At first glance, it may look as if the parliament worked hard throughout 2015. Whether any of it amounted to much, though, is open to debate. There were serious flaws in the carrying out of MPs’ legislative and oversight roles. Moreover, one major underlying problem must be highlighted: the low attendance rate. For the most part, there was no quorum of MPs, which meant that issues could not be voted on and the work of the house frequently ground to a halt.
Where were the MPs?
There are currently 240 MPs. (4) The required minimum number of MPs for a quorum to vote on legislation is a simple majority, in other words 121. On most days, however, this reporter noted attendances as low as 68 and 76. In October 2015, for example, out of 14 sessions, a quorum was scraped together on only six occasions. The best attendance that month was 131. (5) In the last three months of 2015, the house was relatively full on only three occasions, with the best turnout 184. Generally, more MPs showed up for the ‘big occasions’, such as when a minister was summoned or the votes on candidate ministers (although far fewer turned up for the earlier sessions when MPs grilled the candidates), or when the budget was discussed. “The reason for MPs’ low attendance,” a member of the parliamentary affairs office, an employee of the parliament, told AAN, “is that most of the current MPs have businesses and therefore they attend to their own matters, rather than focusing on the national issues.”
···
*Exercise instructions:*
• A. According to the text on parliament attendance, how many MPs are needed for a quorum to vote on legislation?
• B. Repeat the text on parliament attendance from "At first glance, it" to "were the MPs?", substituting "members" for "MPs".

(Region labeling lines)
···
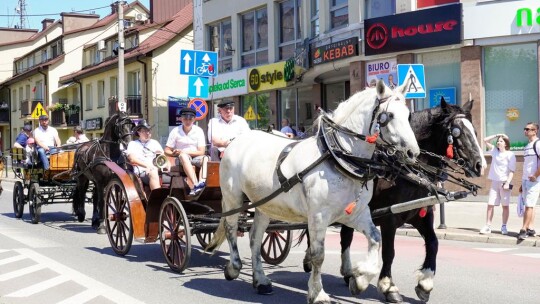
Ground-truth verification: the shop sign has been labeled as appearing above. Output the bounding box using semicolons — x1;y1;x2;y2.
311;37;358;66
209;69;248;99
248;61;295;92
84;117;103;131
364;3;462;56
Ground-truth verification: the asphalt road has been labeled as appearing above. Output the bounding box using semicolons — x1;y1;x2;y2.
0;182;540;304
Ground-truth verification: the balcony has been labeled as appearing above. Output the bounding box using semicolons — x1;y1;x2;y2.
109;95;143;117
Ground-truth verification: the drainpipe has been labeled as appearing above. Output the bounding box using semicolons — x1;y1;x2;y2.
73;78;84;123
137;56;148;120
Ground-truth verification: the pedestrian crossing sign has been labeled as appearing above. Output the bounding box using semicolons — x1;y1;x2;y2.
397;64;426;98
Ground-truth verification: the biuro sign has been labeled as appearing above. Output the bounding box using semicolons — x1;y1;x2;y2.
364;3;462;56
311;37;358;66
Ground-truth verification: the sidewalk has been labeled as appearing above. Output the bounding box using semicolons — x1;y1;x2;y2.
1;168;540;247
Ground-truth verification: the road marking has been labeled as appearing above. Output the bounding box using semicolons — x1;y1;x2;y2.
2;248;143;304
0;264;46;282
5;275;69;298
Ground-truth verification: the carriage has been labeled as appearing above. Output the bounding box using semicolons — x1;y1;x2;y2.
10;145;92;224
100;157;296;272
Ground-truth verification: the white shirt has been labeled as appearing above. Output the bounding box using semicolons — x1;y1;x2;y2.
208;115;250;151
126;139;164;173
34;126;58;147
488;146;516;182
522;140;540;180
165;125;206;151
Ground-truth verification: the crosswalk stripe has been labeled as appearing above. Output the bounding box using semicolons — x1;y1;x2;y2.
0;255;26;265
0;264;46;282
5;275;69;298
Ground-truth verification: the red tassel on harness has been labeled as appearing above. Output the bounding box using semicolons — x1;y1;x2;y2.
366;133;379;144
446;144;454;159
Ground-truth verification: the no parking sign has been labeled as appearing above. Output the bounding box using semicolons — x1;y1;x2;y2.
188;98;208;120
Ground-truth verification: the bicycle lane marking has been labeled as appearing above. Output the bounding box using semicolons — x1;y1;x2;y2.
3;248;144;304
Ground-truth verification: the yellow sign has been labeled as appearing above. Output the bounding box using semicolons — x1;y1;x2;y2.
32;102;47;118
244;106;261;120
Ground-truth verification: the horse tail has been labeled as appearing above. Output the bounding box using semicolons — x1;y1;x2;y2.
204;217;225;252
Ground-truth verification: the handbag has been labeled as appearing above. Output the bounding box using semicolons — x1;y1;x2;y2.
517;193;525;217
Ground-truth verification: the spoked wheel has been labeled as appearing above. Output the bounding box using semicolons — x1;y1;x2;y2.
195;231;214;249
105;178;133;255
28;183;41;224
261;230;292;265
13;181;24;218
159;197;191;272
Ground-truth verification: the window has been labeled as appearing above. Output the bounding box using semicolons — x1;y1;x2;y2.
310;0;319;38
365;0;396;18
208;20;234;73
98;80;105;108
84;84;94;110
242;8;268;67
330;0;349;30
279;0;302;60
484;43;538;150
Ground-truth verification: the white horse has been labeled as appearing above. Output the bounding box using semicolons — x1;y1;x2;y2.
207;81;420;303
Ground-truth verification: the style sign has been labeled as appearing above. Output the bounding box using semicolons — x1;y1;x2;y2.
180;50;218;77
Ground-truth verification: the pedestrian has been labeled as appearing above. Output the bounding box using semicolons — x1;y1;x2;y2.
208;99;250;161
480;134;516;235
518;122;540;240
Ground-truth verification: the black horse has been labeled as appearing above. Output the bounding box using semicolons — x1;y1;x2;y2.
304;99;485;303
72;113;134;234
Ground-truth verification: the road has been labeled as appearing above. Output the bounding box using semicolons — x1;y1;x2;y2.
0;182;540;304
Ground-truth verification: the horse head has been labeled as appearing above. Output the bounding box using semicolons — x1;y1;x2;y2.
441;98;487;177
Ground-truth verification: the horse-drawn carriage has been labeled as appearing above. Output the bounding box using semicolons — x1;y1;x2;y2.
11;145;91;224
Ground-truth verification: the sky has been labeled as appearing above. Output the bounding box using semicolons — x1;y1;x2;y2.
0;0;150;30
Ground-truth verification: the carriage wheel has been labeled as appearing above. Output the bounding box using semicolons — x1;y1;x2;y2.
105;178;133;255
159;197;191;272
13;181;24;218
195;231;215;249
28;183;41;224
261;230;292;265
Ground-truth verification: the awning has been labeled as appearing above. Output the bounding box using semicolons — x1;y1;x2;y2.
54;82;76;93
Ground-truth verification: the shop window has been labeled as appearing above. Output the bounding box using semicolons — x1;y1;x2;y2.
486;43;538;150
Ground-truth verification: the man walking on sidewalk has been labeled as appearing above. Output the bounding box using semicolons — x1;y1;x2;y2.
518;122;540;240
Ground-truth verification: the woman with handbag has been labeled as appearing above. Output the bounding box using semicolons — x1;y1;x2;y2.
480;134;516;235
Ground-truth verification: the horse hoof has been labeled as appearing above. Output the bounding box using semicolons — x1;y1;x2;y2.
414;285;431;302
384;291;403;303
257;284;274;295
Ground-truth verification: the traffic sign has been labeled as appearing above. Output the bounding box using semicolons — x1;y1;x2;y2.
188;98;208;120
188;76;209;98
32;102;47;118
397;64;426;98
180;50;218;77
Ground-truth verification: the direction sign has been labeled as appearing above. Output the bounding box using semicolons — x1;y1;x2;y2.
180;50;218;77
188;98;208;120
32;102;47;118
397;64;426;98
188;76;209;98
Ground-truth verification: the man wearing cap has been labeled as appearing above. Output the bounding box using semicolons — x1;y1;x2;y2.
66;126;89;144
126;119;163;190
34;115;62;170
208;99;250;161
13;125;32;149
165;107;208;196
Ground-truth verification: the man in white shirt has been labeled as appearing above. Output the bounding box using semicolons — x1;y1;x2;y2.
126;119;164;190
208;99;250;161
34;115;61;170
165;107;208;196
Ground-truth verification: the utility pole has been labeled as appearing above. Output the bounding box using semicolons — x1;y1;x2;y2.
116;1;127;112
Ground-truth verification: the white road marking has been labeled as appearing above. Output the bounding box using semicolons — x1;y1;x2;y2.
0;264;46;282
4;275;69;298
3;248;147;304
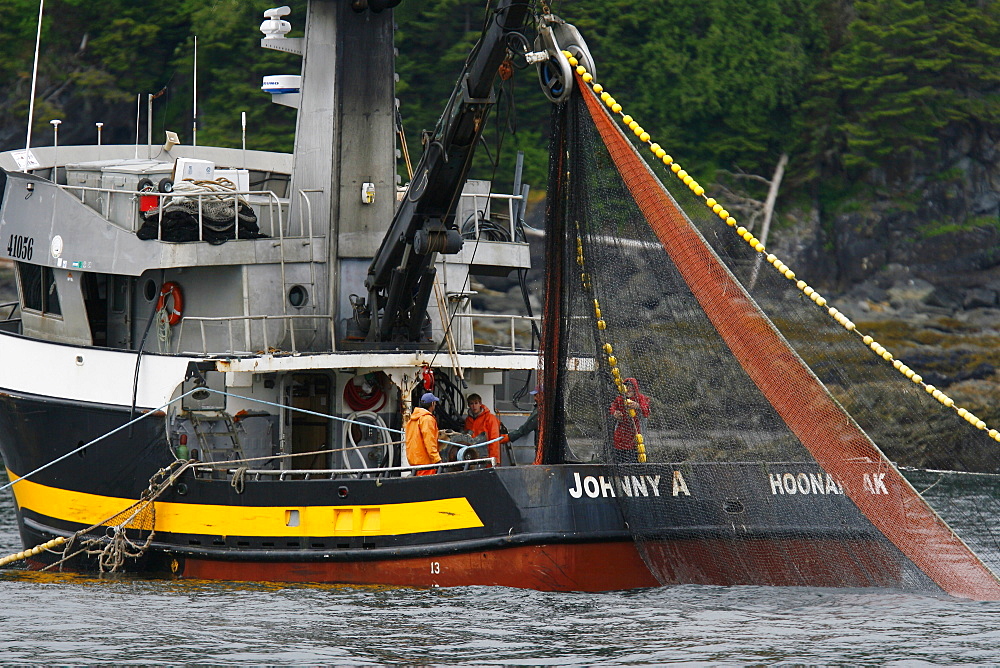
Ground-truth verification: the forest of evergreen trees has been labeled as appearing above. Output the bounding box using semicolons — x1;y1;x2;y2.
0;0;1000;237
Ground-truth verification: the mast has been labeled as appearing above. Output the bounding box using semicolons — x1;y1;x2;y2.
289;0;396;350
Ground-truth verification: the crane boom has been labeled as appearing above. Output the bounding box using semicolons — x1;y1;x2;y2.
365;0;530;343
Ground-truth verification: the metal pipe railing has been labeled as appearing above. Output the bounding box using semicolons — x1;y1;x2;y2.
454;313;542;352
174;313;332;355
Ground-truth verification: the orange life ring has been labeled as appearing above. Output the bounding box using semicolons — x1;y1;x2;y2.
156;281;184;327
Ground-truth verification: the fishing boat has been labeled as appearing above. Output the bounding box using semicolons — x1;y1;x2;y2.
0;0;1000;598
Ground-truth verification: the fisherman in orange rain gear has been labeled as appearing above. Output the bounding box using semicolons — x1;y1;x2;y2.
406;392;441;475
465;394;507;464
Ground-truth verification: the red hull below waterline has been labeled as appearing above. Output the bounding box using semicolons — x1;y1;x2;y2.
171;541;659;591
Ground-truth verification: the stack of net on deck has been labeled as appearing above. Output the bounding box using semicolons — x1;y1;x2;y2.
541;88;1000;599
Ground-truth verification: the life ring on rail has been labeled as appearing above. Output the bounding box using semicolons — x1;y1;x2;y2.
156;281;184;327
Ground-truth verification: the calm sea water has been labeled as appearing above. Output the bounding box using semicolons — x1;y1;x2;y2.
0;480;1000;666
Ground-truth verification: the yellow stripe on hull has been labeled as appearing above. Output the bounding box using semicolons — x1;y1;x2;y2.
7;470;483;537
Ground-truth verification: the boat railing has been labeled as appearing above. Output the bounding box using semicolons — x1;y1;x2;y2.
173;313;330;355
193;457;496;481
59;184;313;241
455;313;542;353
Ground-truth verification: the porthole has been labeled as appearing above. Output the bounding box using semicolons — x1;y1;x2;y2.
288;285;309;308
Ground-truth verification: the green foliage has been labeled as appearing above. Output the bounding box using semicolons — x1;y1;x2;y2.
0;0;1000;224
809;0;1000;178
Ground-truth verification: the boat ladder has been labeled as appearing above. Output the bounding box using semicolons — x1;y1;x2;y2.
189;411;244;462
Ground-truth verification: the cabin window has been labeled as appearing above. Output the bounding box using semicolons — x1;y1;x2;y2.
111;275;128;313
17;262;62;315
81;272;108;346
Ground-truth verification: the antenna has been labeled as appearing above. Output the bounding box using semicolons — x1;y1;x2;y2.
146;93;153;160
191;35;198;146
49;118;62;183
21;0;45;172
135;93;142;160
240;111;247;169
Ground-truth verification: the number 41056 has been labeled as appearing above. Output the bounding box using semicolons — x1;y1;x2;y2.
7;234;35;260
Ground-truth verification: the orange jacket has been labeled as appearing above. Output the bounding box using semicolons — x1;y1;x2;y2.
465;406;507;464
406;408;441;466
···
*Exercise answers:*
• A. 121, a simple majority.

• B.
At first glance, it may look as if the parliament worked hard throughout 2015. Whether any of it amounted to much, though, is open to debate. There were serious flaws in the carrying out of members’ legislative and oversight roles. Moreover, one major underlying problem must be highlighted: the low attendance rate. For the most part, there was no quorum of members, which meant that issues could not be voted on and the work of the house frequently ground to a halt.
Where were the members?